• What to do
Please write out the stretch of the patience excerpt below from "For folks that" through "watching from afar).", copying it word for word.

• Source extract
▼▼▼

People that can manage their own emotions may do well inside the company, but then blow up at home, mentioning that they had hit their boiling point. They may have finally lost their tempers on the road home, suffering road rage.

For folks that have a high EQ, they may become SO enamored with that EQ that they may feel empathy for the wrong person (in the eyes of someone watching from afar).

Wait… What?

Well, if you were to empathize with a person with questionable character, values, or thoughts, then someone that knows that person well may find YOU are the objectionable one. If this happens too often, then your judgement may be called into question.

But let’s get back to Patient People

“Patience is a virtue.” We’ve all heard, if not said, this old saw many times in our lives, I’m sure.

In a nutshell, it means you can wait for something (seemingly better) rather than taking an action on something right now. In other words, you may be able to delay gratification. Could this make you a more valued employee? Could this be one of the 7 valued traits by employers today?

▲▲▲

Dataset entries
▼▼▼

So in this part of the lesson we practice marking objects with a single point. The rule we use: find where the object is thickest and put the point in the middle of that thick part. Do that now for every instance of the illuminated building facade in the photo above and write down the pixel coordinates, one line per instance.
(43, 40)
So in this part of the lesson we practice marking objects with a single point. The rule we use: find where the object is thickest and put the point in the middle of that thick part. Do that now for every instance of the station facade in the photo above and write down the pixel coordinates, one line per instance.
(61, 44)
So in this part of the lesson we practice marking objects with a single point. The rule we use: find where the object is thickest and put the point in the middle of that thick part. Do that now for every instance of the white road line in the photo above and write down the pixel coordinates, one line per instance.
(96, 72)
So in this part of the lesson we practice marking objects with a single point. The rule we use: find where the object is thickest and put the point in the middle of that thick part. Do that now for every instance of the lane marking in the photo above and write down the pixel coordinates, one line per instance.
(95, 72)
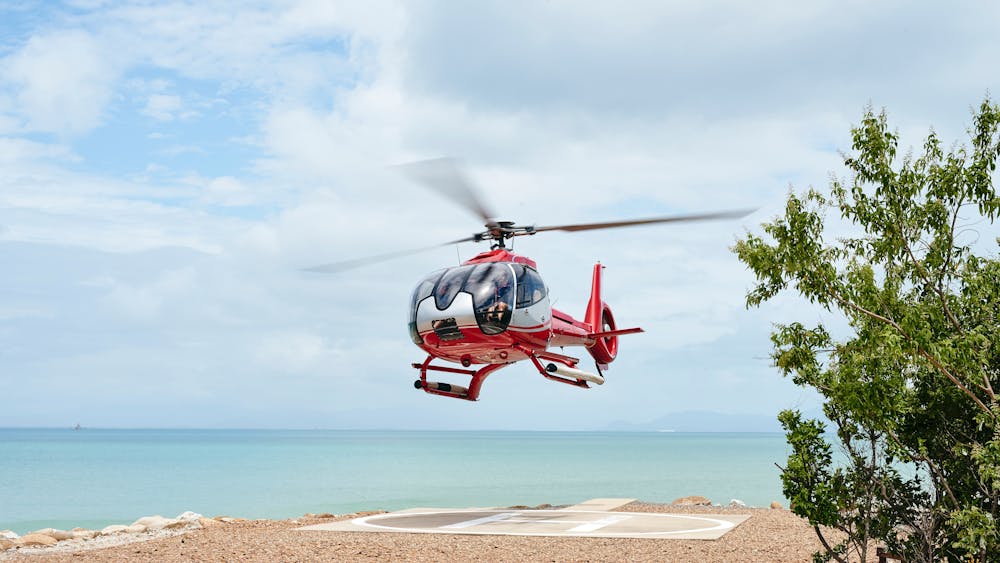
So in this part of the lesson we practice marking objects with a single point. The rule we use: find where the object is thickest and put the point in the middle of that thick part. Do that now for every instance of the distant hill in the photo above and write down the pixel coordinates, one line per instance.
(702, 421)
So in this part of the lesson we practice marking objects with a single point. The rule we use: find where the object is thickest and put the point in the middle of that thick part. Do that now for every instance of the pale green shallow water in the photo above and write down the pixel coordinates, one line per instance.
(92, 478)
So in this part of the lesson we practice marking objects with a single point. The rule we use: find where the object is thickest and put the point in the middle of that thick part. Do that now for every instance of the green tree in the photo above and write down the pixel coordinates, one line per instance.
(911, 392)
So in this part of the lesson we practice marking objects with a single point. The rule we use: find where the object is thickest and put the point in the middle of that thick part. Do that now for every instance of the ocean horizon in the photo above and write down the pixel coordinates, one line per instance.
(93, 477)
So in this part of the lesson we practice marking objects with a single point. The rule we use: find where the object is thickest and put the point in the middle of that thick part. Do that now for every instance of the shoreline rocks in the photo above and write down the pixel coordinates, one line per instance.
(147, 527)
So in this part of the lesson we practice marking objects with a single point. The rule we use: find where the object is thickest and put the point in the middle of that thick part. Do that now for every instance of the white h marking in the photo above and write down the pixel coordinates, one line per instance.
(598, 524)
(478, 521)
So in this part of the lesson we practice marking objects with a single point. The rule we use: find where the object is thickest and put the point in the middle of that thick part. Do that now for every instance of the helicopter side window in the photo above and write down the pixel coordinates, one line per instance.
(492, 289)
(449, 285)
(530, 287)
(423, 291)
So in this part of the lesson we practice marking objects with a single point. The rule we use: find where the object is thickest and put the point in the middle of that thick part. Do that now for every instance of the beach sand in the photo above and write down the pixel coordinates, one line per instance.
(769, 535)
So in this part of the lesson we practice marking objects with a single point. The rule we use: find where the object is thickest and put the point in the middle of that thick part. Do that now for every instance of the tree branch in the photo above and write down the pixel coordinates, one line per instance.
(934, 361)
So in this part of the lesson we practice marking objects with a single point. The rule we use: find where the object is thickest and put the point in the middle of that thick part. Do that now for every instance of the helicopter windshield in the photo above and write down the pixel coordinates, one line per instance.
(491, 286)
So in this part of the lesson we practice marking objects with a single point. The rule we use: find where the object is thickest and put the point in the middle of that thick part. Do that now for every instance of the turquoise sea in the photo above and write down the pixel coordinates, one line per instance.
(92, 478)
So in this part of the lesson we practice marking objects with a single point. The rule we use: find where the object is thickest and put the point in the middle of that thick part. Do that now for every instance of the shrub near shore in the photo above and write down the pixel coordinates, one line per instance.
(914, 388)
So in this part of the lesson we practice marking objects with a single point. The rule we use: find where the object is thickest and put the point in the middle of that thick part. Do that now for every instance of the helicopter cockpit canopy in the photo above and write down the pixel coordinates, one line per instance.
(496, 289)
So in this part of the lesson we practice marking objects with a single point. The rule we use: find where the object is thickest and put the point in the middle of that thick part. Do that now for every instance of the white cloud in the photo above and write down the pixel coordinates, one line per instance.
(163, 107)
(64, 81)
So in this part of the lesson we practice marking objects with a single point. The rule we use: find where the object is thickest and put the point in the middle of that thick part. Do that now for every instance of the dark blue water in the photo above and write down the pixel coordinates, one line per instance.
(92, 478)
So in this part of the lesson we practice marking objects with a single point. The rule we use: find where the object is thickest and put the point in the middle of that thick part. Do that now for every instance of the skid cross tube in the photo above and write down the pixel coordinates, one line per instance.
(471, 393)
(549, 375)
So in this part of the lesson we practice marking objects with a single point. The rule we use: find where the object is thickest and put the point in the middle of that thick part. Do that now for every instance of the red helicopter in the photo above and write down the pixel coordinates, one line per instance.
(493, 310)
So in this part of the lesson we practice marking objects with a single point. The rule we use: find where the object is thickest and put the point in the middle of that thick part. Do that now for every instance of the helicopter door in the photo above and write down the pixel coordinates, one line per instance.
(492, 289)
(532, 310)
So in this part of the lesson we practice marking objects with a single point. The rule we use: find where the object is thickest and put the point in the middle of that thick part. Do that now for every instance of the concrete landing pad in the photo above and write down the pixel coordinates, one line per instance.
(565, 522)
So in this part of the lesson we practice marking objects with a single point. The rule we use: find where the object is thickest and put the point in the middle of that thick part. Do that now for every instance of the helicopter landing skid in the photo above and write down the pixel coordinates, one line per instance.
(550, 372)
(470, 393)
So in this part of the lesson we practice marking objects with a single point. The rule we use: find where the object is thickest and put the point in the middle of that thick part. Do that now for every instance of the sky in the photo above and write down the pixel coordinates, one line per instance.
(167, 169)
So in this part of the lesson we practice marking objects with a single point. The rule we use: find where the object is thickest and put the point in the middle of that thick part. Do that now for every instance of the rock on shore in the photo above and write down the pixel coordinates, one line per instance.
(144, 528)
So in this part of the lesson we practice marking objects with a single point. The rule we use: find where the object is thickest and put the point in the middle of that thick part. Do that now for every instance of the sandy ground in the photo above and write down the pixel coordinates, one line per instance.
(769, 535)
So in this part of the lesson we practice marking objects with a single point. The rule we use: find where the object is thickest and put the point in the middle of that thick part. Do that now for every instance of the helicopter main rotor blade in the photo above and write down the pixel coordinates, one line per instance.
(736, 214)
(445, 176)
(344, 265)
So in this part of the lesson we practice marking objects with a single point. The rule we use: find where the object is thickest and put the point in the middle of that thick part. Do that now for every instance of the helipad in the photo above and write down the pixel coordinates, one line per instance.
(571, 521)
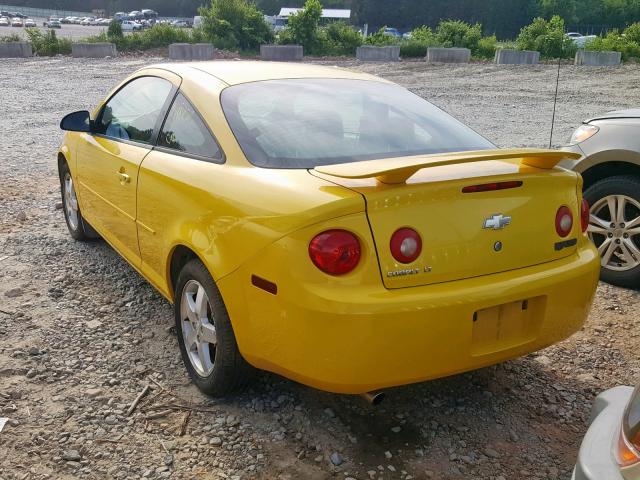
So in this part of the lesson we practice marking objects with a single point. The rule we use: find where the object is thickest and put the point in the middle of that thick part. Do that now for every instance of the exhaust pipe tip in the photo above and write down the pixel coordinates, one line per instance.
(373, 398)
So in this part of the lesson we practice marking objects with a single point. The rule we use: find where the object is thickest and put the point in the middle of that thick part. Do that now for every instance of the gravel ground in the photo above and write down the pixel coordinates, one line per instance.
(82, 334)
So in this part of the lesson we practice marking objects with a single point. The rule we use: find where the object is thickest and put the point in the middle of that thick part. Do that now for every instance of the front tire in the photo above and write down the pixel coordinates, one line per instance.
(614, 227)
(79, 229)
(205, 334)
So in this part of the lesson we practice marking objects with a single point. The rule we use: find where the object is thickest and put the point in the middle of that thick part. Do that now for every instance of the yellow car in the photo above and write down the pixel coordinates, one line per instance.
(327, 225)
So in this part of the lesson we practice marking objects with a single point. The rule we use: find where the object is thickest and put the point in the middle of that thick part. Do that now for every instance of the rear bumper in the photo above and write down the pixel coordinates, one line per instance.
(354, 338)
(596, 460)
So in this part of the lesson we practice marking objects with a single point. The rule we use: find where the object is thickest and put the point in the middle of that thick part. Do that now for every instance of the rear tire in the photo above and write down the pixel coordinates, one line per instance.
(205, 334)
(78, 227)
(616, 233)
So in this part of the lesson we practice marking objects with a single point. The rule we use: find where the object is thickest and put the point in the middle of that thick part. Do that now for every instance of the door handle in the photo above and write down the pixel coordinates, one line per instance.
(124, 178)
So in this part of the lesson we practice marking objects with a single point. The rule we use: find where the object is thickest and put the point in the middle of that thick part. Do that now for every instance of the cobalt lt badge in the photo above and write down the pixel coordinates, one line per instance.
(497, 222)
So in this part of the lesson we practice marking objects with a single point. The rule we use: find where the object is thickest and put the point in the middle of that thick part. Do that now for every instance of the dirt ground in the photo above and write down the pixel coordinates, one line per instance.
(81, 333)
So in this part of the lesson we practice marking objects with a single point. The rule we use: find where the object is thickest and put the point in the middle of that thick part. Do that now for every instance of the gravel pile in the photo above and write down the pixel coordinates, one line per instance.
(82, 335)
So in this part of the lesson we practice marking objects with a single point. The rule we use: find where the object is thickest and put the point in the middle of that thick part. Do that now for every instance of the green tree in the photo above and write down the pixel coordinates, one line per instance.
(547, 37)
(235, 25)
(563, 8)
(302, 28)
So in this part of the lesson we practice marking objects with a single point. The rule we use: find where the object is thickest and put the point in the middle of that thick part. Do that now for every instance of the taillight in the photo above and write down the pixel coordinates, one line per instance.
(584, 215)
(405, 245)
(564, 221)
(335, 252)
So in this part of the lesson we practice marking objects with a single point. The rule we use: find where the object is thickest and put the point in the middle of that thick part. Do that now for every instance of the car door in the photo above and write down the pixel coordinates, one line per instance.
(175, 187)
(109, 157)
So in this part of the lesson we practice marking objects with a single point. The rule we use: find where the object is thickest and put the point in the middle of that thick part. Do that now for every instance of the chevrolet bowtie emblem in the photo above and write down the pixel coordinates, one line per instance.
(497, 222)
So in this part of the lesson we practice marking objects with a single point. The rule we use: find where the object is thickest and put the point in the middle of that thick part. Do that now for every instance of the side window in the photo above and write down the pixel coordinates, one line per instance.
(132, 113)
(185, 131)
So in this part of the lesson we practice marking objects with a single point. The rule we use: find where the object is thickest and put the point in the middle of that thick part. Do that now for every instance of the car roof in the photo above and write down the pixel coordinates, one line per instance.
(235, 72)
(629, 113)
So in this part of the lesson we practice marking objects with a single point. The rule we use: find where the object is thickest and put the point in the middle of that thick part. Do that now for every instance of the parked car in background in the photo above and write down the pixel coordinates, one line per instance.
(611, 448)
(401, 244)
(392, 32)
(609, 146)
(130, 26)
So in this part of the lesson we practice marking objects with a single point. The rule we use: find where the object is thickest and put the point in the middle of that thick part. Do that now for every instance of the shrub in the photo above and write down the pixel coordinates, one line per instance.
(47, 44)
(235, 25)
(416, 45)
(423, 34)
(302, 28)
(547, 37)
(13, 37)
(487, 47)
(456, 33)
(158, 36)
(379, 39)
(632, 33)
(114, 30)
(338, 38)
(615, 42)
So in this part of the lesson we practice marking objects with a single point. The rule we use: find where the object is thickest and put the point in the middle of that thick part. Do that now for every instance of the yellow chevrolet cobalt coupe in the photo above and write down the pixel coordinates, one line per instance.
(327, 225)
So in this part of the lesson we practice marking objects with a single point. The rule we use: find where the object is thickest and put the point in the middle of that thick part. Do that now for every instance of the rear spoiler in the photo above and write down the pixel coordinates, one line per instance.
(399, 170)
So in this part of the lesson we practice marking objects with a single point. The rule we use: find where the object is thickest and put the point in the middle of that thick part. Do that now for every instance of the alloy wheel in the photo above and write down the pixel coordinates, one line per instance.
(614, 227)
(198, 328)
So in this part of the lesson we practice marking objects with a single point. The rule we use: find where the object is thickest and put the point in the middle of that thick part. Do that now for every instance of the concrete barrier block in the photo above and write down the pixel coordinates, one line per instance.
(506, 56)
(15, 50)
(282, 53)
(202, 51)
(448, 55)
(180, 51)
(93, 50)
(378, 54)
(598, 59)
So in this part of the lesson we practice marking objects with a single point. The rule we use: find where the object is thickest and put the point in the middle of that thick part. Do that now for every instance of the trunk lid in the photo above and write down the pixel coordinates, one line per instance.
(462, 233)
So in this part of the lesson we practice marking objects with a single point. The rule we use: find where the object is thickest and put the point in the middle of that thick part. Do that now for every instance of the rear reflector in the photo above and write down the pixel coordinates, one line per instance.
(584, 215)
(264, 284)
(489, 187)
(564, 221)
(405, 245)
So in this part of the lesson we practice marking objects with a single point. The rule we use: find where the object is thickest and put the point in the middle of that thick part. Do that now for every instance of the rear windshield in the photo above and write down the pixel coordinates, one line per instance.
(310, 122)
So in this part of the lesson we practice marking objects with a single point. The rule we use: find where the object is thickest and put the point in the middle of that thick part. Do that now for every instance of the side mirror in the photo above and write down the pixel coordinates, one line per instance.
(76, 122)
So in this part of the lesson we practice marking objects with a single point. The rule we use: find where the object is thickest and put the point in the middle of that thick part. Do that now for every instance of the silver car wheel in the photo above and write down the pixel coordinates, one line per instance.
(70, 202)
(198, 328)
(614, 227)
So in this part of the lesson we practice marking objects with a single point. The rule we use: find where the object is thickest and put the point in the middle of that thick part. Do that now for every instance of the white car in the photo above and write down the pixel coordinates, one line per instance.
(611, 448)
(129, 26)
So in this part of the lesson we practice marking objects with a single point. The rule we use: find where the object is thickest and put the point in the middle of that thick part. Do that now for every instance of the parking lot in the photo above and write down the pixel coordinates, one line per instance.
(74, 32)
(83, 334)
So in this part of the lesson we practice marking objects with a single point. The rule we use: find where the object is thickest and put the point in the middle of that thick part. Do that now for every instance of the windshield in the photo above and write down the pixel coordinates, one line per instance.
(305, 123)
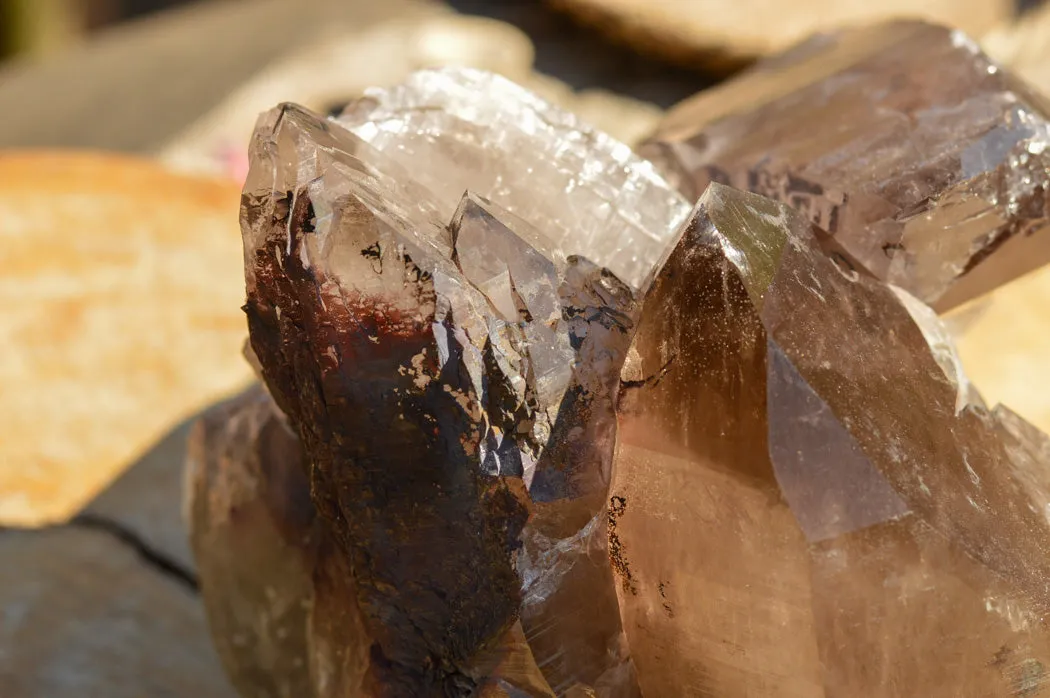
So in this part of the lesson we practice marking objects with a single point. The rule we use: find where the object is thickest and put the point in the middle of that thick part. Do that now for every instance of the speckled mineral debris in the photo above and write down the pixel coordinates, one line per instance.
(441, 290)
(532, 428)
(922, 156)
(811, 500)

▲▲▲

• Solution for this task
For folks that have a high EQ, they may become SO enamored with that EQ that they may feel empathy for the wrong person (in the eyes of someone watching from afar).